Information shown START

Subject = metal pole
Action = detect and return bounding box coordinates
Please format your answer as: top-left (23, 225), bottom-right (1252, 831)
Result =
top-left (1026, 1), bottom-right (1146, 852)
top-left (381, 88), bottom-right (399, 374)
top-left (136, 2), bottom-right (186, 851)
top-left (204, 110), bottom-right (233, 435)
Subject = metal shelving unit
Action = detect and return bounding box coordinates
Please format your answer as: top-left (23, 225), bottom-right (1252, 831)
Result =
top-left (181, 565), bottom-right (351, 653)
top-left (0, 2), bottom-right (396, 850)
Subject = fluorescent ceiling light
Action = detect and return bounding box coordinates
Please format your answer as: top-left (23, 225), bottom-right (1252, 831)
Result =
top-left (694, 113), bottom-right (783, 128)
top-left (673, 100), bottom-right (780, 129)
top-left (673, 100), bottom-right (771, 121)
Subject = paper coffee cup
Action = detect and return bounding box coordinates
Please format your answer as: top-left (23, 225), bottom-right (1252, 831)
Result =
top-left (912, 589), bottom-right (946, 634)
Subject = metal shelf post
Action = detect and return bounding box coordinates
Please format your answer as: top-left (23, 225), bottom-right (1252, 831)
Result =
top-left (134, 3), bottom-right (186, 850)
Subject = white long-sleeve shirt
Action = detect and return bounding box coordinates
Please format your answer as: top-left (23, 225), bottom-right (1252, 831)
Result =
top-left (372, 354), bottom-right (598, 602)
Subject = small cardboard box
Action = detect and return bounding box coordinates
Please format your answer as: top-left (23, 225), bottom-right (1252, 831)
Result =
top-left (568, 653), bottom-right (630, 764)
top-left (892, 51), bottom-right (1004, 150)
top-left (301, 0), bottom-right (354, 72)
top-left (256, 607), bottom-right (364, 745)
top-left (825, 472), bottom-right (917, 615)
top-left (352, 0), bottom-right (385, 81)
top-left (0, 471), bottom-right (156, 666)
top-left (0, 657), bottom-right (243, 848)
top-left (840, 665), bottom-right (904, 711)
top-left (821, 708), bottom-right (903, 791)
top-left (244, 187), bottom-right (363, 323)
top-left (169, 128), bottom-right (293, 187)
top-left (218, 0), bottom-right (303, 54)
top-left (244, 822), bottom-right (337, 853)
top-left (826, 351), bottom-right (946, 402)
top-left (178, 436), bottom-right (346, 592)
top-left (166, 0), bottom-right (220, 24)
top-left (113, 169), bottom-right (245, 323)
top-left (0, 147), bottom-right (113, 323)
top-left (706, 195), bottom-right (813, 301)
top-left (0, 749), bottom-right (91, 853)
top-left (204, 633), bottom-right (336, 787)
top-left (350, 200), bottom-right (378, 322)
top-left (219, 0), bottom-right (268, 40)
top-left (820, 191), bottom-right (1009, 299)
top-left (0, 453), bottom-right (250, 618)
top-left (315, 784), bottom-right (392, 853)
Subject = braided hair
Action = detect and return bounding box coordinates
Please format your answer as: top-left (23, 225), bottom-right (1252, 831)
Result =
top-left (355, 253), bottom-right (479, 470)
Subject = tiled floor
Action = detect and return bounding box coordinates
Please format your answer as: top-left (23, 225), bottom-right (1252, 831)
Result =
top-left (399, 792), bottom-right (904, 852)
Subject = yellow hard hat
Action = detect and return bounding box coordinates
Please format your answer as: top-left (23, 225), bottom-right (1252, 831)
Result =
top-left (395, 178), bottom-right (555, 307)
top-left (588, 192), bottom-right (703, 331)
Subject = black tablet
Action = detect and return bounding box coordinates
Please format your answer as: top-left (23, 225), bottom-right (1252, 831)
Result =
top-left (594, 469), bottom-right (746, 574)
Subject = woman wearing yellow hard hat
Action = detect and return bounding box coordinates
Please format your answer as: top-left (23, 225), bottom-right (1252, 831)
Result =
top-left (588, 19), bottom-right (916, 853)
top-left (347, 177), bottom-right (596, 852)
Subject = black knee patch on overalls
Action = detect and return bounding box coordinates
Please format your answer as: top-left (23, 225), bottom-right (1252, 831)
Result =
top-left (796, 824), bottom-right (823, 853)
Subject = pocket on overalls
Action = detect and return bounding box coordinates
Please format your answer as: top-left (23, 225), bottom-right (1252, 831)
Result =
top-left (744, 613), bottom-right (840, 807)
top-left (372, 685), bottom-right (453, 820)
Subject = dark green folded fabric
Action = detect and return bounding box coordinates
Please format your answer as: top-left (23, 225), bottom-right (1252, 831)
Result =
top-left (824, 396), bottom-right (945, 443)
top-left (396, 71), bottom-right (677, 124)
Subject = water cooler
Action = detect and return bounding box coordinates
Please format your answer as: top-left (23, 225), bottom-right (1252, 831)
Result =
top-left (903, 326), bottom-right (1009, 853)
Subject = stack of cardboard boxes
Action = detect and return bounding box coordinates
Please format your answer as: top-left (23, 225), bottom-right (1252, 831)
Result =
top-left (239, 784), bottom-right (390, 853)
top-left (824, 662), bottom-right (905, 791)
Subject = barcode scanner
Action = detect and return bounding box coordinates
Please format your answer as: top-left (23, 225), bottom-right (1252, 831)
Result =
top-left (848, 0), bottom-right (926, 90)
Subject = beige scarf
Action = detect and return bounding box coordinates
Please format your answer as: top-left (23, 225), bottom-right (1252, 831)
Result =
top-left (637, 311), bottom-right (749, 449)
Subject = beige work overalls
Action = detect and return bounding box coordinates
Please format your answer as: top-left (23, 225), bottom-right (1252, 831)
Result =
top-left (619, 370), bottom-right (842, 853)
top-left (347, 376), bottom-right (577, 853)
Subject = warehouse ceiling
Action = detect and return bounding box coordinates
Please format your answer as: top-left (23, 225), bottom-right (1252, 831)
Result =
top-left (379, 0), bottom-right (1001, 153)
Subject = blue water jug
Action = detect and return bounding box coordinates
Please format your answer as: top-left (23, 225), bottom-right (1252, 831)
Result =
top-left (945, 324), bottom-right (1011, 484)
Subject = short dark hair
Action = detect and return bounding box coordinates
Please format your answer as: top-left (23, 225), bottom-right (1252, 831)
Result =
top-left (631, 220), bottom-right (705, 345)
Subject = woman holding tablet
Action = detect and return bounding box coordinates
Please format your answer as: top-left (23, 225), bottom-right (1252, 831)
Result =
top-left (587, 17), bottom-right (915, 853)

Information shown END
Information shown START

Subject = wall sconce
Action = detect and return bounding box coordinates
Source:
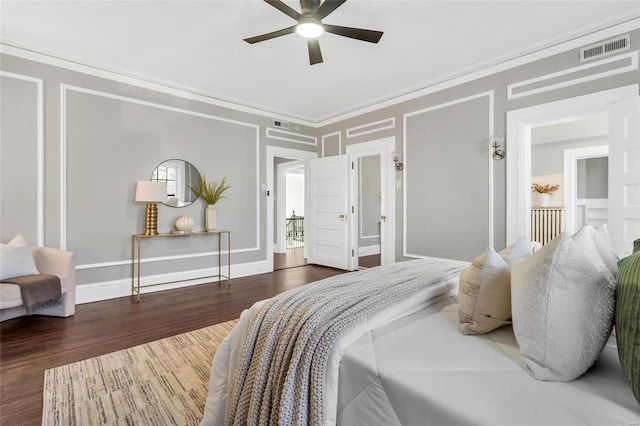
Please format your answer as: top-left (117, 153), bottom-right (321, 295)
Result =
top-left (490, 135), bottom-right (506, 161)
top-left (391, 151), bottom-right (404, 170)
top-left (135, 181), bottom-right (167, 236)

Information shown END

### Work order
Would you tally the lines above holding "black" and reply with the total alone?

### Exercise response
2